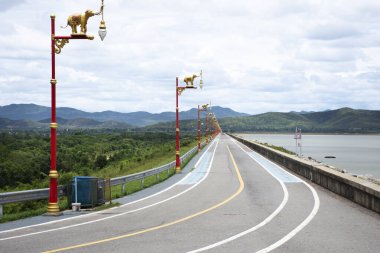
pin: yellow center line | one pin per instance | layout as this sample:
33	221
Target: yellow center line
241	187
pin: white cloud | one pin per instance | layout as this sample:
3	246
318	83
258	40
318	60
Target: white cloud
256	56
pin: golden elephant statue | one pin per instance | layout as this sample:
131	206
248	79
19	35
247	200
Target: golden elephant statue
190	79
80	19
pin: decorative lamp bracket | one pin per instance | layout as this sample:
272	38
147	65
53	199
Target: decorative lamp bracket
180	90
59	44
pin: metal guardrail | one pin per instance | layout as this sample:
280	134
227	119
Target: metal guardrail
19	196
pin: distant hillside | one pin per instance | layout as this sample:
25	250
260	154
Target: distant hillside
37	113
63	124
341	120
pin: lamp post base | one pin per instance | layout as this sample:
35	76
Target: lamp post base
53	210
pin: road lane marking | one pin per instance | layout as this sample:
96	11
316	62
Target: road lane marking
300	226
261	224
116	215
276	170
198	173
240	189
303	224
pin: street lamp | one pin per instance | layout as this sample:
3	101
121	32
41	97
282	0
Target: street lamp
57	43
204	108
189	80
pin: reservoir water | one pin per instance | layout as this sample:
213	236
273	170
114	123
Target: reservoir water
357	154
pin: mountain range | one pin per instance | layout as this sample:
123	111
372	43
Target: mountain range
344	120
31	115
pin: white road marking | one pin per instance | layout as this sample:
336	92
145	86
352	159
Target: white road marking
120	214
300	226
270	217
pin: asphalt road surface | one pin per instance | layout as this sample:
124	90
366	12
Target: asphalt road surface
231	200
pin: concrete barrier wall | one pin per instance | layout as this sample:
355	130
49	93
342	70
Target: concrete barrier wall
358	190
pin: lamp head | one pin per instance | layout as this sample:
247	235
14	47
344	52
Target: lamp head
102	30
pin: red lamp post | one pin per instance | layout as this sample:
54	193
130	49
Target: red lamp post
204	108
57	43
189	80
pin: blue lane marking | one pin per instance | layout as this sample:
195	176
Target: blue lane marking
274	169
199	172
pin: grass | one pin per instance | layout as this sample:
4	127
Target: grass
16	211
131	187
282	149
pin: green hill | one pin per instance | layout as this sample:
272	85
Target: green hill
341	120
345	120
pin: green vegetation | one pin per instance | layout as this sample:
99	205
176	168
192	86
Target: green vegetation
281	149
25	161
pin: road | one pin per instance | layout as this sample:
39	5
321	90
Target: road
233	200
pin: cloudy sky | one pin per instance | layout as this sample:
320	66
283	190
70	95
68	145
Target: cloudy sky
256	56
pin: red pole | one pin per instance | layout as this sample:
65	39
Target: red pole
199	131
53	207
177	145
206	121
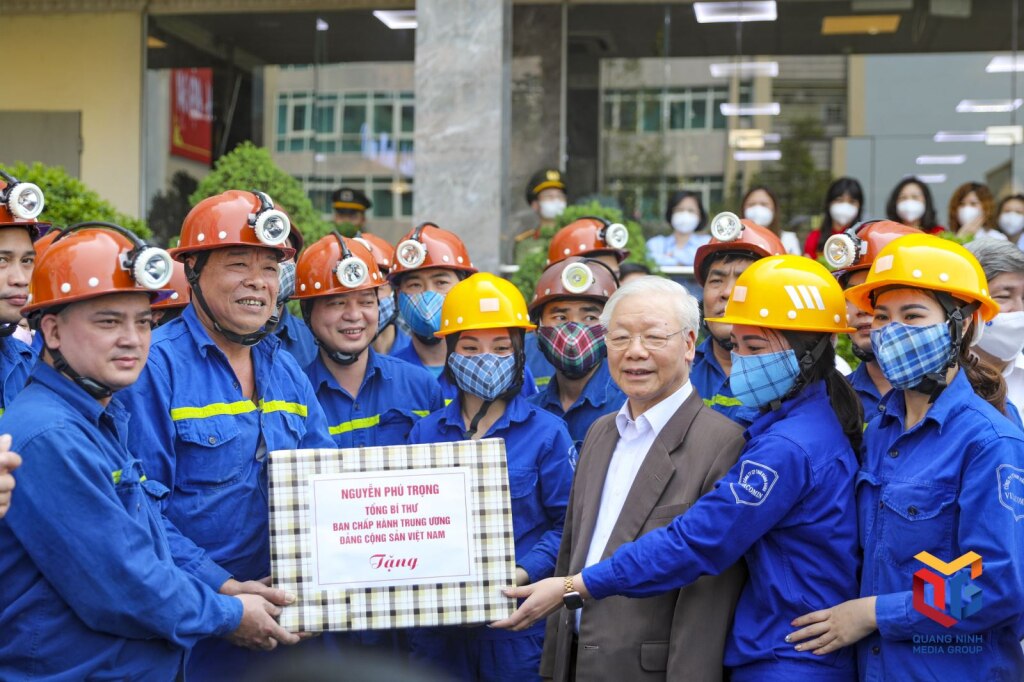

Required work: Before copying the material, set its pictures aside; then transcribe it word for word.

Solved exercise:
pin: yellow center line | one pin per instance | layout as this sample:
33	221
Target: yellow center line
241	187
pin: white cloud | one pin per instance | layout as this sample:
3	246
318	83
258	40
318	60
Target: white cloud
256	56
pin: golden elephant statue | one pin per instance | layout as this sample:
131	206
248	79
19	35
247	200
Target: golden elephant statue
190	79
80	19
pin: decorative lamp bracket | one pin per instance | layout as this sample:
272	38
147	65
53	199
Target: decorative lamp bracket
180	90
59	44
pin: metal guardrail | one pin per instance | layout as this sample:
280	134
227	119
Target: metal guardrail
19	196
pin: distant hillside | one pin per instance | layout as this sample:
25	250
260	154
Target: distant hillside
37	113
63	124
341	120
pin: lamp post base | one pin per instance | layout as this sample:
35	76
Target: lamp post base
53	210
pin: road lane marking | one pin per instance | layout as this sample:
96	11
316	62
Target: road lane marking
300	226
261	224
116	215
276	170
198	173
240	189
303	224
pin: street lamp | one pin per instance | layout as this sample:
3	101
121	32
41	97
282	0
Target: street lamp
57	43
204	108
189	80
pin: reservoir water | one pin per instance | layout as this sample:
213	236
273	170
114	123
Target: reservoir water
357	154
pin: mountain range | one pin per instance | layout as this sample:
123	111
372	43
Target: mountain range
344	120
31	115
pin: white road marking | one pin per instance | layout as this sample:
336	92
145	86
352	159
Target: white road marking
120	214
300	226
270	217
pin: asphalt road surface | one pin per instance | layout as this sample:
124	90
366	12
Target: asphalt road surface
231	200
pin: concrete barrier wall | one pin per instance | layout as this sample:
355	130
49	93
342	70
Target: concrete barrier wall
358	190
pin: lamp head | one pin per instance | layout as this sample:
247	235
14	47
344	52
Target: lamp head
102	30
pin: red lamp post | one pin per instance | layout as this sample:
54	193
130	49
Target: red lamp post
204	108
57	43
189	80
pin: blue lane marking | one pin per instance | layout as this sample:
195	176
Target: blue lane marking
274	169
199	172
pin: grass | one pin per instance | layout as this sample:
4	127
Target: grass
16	211
131	187
282	149
pin: green hill | one pin per instance | layout as this sample:
272	85
Target: green hill
341	120
345	120
pin: green vegetation | one pin per instance | layout as this sample:
99	205
176	168
192	86
Target: green vegetation
281	149
25	161
pin: road | one pin per instance | layout as this sample:
39	5
321	90
Target: road
233	200
pin: cloudy sky | one pin per instance | layout as this sample:
320	66
283	190
70	95
68	145
Target: cloudy sky
256	56
pin: red pole | one pin per instance | layout as this sample:
65	39
Target: red pole
199	131
53	207
177	145
206	121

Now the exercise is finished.